NEW YORKIt's an inconsequential quirk that Broadway theaters named after famed composers and playwrights rarely feature shows written by the self-same artists on the marquee.
Take, for instance, the upcoming Broadway revival of The Gershwins' Porgy and Bess. Instead of playing at the George Gershwin Theatre (where the blockbuster Wicked has been firmly in place since 2003), Porgy and Bess will play at the Richard Rodgers Theatre (which hasn't hosted a show by its namesake composer in 46 years).
Or look at the current Broadway revival of Follies. This Kennedy Center transfer of Stephen Sondheim and James Goldman's landmark 1971 musical is playing at the Marquis Theatre instead of the Stephen Sondheim Theatre (formerly known as Henry Miller's Theatre, but renamed in 2010 in honor of the gay composer's 80th birthday). The current tenant at the largely below-street-level Stephen Sondheim Theatre is the Roundabout Theatre Company's Tony Award-winning revival of Anything Goes.
I caught both Follies and Anything Goes during a recent trip to New York City. Not only was it interesting to compare and contrast two musical revivals from different eras, but it was fun to find unexpected connections between the two productions.
Looking back for laughs
Anything Goes has long been held as the quintessential 1930s musical. For his 1934 score, gay composer/lyricist Cole Porter knocked out hit after hit song ("I Get a Kick Out of You," "All Through the Night," "You're the Top"), while a breezy and silly script set aboard a transatlantic ocean liner was cobbled together by the likes of P.G. Wodehouse, Guy Bolton, Howard Lindsay and Russel Crouse.

RECORD SET.

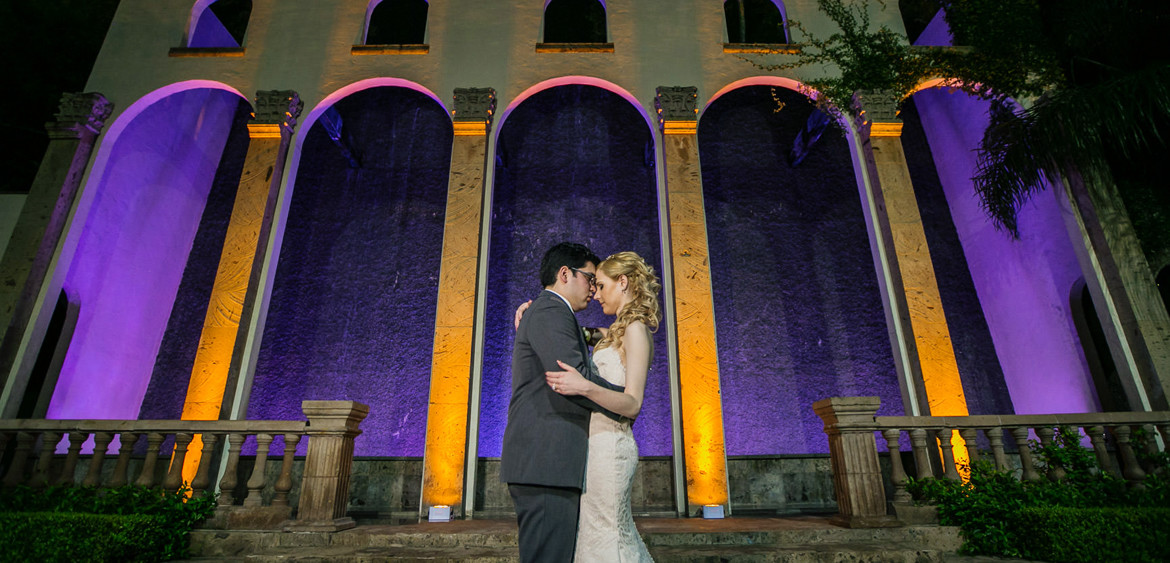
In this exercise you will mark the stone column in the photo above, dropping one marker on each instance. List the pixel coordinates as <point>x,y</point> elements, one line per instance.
<point>881,132</point>
<point>1123,289</point>
<point>325,483</point>
<point>241,259</point>
<point>853,453</point>
<point>451,366</point>
<point>699,370</point>
<point>73,135</point>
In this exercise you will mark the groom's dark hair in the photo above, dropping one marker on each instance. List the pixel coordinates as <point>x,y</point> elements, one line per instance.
<point>570,254</point>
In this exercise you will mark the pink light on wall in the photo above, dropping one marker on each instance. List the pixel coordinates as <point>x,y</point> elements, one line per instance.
<point>149,187</point>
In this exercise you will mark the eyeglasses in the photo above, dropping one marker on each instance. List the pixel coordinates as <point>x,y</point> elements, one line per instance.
<point>590,277</point>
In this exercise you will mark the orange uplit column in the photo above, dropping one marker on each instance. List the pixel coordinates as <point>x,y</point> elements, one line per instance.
<point>269,135</point>
<point>699,370</point>
<point>451,366</point>
<point>928,321</point>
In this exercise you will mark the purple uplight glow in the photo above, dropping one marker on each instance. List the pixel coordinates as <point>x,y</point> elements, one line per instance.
<point>149,192</point>
<point>797,307</point>
<point>573,162</point>
<point>352,309</point>
<point>1024,285</point>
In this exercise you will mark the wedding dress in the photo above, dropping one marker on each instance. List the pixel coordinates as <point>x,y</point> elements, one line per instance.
<point>606,528</point>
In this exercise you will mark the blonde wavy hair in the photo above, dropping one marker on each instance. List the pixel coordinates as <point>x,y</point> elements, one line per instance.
<point>642,287</point>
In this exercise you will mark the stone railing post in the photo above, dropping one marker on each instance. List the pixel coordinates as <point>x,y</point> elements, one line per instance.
<point>325,486</point>
<point>853,451</point>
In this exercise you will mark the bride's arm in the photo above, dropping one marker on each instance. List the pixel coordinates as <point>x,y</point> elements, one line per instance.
<point>637,345</point>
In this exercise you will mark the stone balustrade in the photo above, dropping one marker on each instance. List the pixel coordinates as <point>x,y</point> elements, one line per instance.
<point>330,428</point>
<point>852,426</point>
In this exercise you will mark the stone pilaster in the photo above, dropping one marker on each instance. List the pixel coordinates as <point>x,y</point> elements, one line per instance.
<point>445,454</point>
<point>325,483</point>
<point>1124,290</point>
<point>853,453</point>
<point>240,261</point>
<point>882,130</point>
<point>73,135</point>
<point>699,370</point>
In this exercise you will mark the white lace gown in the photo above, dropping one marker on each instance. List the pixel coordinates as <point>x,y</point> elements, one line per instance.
<point>606,528</point>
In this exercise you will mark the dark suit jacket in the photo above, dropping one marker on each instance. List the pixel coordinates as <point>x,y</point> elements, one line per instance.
<point>546,436</point>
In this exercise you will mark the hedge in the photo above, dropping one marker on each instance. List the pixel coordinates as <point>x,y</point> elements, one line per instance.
<point>77,536</point>
<point>1073,535</point>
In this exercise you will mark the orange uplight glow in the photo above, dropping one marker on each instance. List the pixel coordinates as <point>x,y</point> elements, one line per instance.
<point>221,325</point>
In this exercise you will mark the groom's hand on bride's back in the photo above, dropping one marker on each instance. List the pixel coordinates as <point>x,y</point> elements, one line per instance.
<point>520,311</point>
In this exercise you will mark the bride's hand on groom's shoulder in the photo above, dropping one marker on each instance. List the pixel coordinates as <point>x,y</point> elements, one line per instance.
<point>566,382</point>
<point>520,311</point>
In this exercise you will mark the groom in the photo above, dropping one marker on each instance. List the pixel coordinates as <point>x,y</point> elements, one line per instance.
<point>546,438</point>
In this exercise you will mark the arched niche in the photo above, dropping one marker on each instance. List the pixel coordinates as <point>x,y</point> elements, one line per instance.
<point>573,162</point>
<point>798,313</point>
<point>756,21</point>
<point>137,224</point>
<point>397,22</point>
<point>575,21</point>
<point>352,307</point>
<point>1021,283</point>
<point>1107,386</point>
<point>219,22</point>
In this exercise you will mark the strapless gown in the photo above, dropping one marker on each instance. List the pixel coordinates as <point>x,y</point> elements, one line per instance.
<point>606,528</point>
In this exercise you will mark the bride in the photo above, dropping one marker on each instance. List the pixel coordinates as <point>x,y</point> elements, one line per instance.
<point>626,287</point>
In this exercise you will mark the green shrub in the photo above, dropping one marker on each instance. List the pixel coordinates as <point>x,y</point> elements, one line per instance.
<point>1091,535</point>
<point>77,536</point>
<point>989,507</point>
<point>139,523</point>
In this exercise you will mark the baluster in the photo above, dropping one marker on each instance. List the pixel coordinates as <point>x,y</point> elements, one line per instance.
<point>227,485</point>
<point>48,448</point>
<point>921,455</point>
<point>1055,471</point>
<point>121,476</point>
<point>146,478</point>
<point>1164,430</point>
<point>202,475</point>
<point>256,482</point>
<point>948,448</point>
<point>1129,466</point>
<point>94,475</point>
<point>896,473</point>
<point>174,475</point>
<point>75,441</point>
<point>972,448</point>
<point>1151,448</point>
<point>1020,436</point>
<point>996,438</point>
<point>1096,436</point>
<point>284,482</point>
<point>25,443</point>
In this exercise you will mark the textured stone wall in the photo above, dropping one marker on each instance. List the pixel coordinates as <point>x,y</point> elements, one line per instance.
<point>353,301</point>
<point>797,308</point>
<point>572,163</point>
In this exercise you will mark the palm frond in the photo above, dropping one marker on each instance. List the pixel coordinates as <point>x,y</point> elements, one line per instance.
<point>1071,130</point>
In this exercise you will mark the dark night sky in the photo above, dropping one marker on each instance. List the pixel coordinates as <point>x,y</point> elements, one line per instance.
<point>48,49</point>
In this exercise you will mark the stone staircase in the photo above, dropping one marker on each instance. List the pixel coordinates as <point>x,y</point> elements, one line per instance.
<point>805,539</point>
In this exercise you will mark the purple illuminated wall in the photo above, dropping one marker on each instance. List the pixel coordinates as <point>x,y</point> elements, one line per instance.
<point>572,163</point>
<point>177,354</point>
<point>797,307</point>
<point>353,301</point>
<point>132,248</point>
<point>1024,285</point>
<point>975,352</point>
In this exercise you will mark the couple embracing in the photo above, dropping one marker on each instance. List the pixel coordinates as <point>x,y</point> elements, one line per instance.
<point>569,452</point>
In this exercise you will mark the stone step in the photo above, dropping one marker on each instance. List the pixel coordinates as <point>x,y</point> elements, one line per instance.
<point>673,540</point>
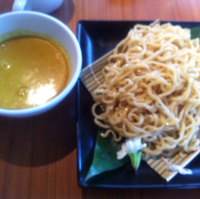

REQUIRED TASKS.
1. Write out the passage of the article on Broadway revivals, starting with "I caught both" and going on through "the two productions.".
2. Carry the article on Broadway revivals forward from its last sentence.

OUTPUTS FOR THE TASKS.
1.
I caught both Follies and Anything Goes during a recent trip to New York City. Not only was it interesting to compare and contrast two musical revivals from different eras, but it was fun to find unexpected connections between the two productions.

2.
In actuality, though, the current Tony Award-winning Broadway revival of Anything Goes is really a "revisal." Back in 1987, playwrights Timothy Crouse and John Weidman revamped the original dated script for a Lincoln Center Theater revival starring Patti LuPone. The score was also reshuffled to restore songs cut from the original production and to interpolate other songs like "Friendship" and "It's De-Lovely" from other Porter shows.
Purists may grumble, but the 1987 version of Anything Goes is generally accepted as the best version for modern sensibilities. It's also the Tony Award-winning version that picked up even more Tony Awards this past season for star Sutton Foster as the sexy nightclub preacher Reno Sweeney, for director Kathleen Marshall's tap-happy choreography and 2011 musical revival for the Roundabout Theatre Company.
There are few things to quibble about the Roundabout revival. In some ways you can tell it was done on the cheap, since a plush dog is used in place of a real one, while Derek McLane's pushed-to-the-front ocean liner set occasionally wobbles where it shouldn't.
The broad jokester style of the show with cartoon-harmless gangsters and loads of sexual innuendo is also bound to get on the nerves of some audiences. But I personally surrendered to this revamped period show which emphasizes fun, fun, fun above all else.
Foster came across as a sweet Reno Sweeney, but was also appropriately brassy when called for (Foster was also a powerhouse with the choreography). Colin Donnell was a very handsome and funny Billy Crocker, while British actor Adam Godley milked all the verbal and physical humor out of the malapropism-prone Lord Evelyn Oakleigh.
This late into the run there were some notable cast replacements. Tony and Academy Award-winner Joel Grey was sidelined with a foot injury as Moonface Martin, but understudy Robert Creighton made the role his own with a welcome youthful and James Cagney-esque take on the comical New York gangster. Erin Mackey was also vocally and visually ravishing in Martin Pakledinaz's period costumes as the ingénue Hope Harcourt.
Looking back for tears
Garnering loads of laughs as the randy and tipsy codger Elisha Whitney in Anything Goes is the perfectly timed John McMartin. Diehard musical theater fans will know McMartin played Benjamin Stone in the original 1971 Broadway cast of Follies (and that his leading Follies co-stars Alexis Smith, Dorothy Collins, Gene Nelson and Yvonne DeCarlo have all passed away).
Follies is back on the Great White Way thanks to a critically acclaimed Kenney Center revival that transferred largely intact from Washington D.C. It's the second Broadway revival of the show, following a critically drubbed 2001 Roundabout Theatre Company revival (which coincidentally featured choreography by Anything Goes' Kathleen Marshall).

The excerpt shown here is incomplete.